コロナウイルス感染症の感染者数が減り、街に活気が戻ってきました。しかし、これから寒くなり空気が乾燥する季節になるとウイルスも活性化し、コロナだけでなくインフルエンザやノロウイルスにも気を付けなければなりません。
引き続き「手洗い・うがい・アルコール消毒・密を避ける」など、基本的な感染防止策を徹底しましょう。それに加え、免疫力を高める「腸活」を取り入れることをおすすめします。

腸の働き

「腸活」とは、腸内環境を整えて腸の働きを正常にすることです。広告などで、すでに耳慣れた言葉ではないでしょうか。
腸という器官は、栄養素を体に取り入れるために重要な役割を担っています。胃から消化されて腸へ運ばれてきた栄養素を吸収すると同時に、有害物質をきちんと選別して便として排出しています。たとえ3食きちんと摂取していても、腸の働きが良くないと栄養が体にうまく吸収されず、貧血や骨密度の低下、低栄養が起こりやすくなり、免疫力も低下してしまいます。


理想的な腸内環境

人間の腸には、約1000種類・100兆個もの腸内細菌が生息しています。腸内細菌は種類ごとに塊となって腸壁に張り付いており、品種ごとに咲いているお花畑のように見えることから「腸内フローラ」と呼ばれています。この腸内フローラのバランスを保つことで、人は健康を維持しています。腸内細菌には、人体に良い影響を与える「善玉菌」と悪い影響を与える「悪玉菌」、どちらでもない「日和見菌」があり、腸内環境はこれらの腸内細菌のバランスで決まります。理想的なバランスは「善玉菌:日和見菌:悪玉菌=3:6:1」。善玉菌は加齢とともに減少し、生後数日の赤ちゃんでは善玉菌が90%ですが、大人になると20%まで減少するともいわれています。悪玉菌が多いと便秘や下痢、肌荒れなどの不調があらわれます。悪玉菌より善玉菌が多い腸内フローラに整えることが、健康への第一歩となります。

[課題]: 上の腸活に関する文章を3文で要約してください。

[提供データ]:

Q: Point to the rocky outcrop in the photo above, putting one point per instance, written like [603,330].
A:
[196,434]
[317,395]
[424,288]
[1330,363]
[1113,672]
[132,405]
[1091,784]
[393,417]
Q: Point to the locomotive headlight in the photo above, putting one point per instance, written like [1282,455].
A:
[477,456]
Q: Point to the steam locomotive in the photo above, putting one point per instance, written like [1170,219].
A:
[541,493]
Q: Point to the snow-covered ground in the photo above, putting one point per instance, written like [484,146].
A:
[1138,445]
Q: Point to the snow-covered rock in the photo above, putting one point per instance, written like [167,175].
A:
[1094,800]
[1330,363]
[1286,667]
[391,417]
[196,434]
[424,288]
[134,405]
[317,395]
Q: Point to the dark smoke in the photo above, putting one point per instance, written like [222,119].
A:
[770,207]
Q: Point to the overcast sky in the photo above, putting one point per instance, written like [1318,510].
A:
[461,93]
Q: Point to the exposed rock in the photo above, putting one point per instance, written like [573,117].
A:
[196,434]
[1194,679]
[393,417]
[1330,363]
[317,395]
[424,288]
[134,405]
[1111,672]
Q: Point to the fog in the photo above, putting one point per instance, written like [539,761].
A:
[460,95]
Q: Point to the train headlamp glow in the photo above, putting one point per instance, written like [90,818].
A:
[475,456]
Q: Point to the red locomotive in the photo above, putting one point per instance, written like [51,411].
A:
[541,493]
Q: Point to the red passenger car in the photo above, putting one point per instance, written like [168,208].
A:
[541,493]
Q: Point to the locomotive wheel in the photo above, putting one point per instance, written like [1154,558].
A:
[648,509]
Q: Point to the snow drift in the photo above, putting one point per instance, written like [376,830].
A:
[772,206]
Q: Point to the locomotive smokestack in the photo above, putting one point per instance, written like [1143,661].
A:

[解答欄]: 寒く空気が乾燥する季節にはウイルスが活性化するため、基本的な感染防止策を徹底し、あわせて免疫力を高める「腸活」を取り入れることがすすめられている。腸は栄養素を吸収すると同時に有害物質を選別して便として排出する器官で、その働きが良くないと栄養がうまく吸収されず、免疫力も低下する。腸内環境は善玉菌・日和見菌・悪玉菌のバランスで決まり、理想は3:6:1で、悪玉菌より善玉菌が多い腸内フローラに整えることが健康への第一歩となる。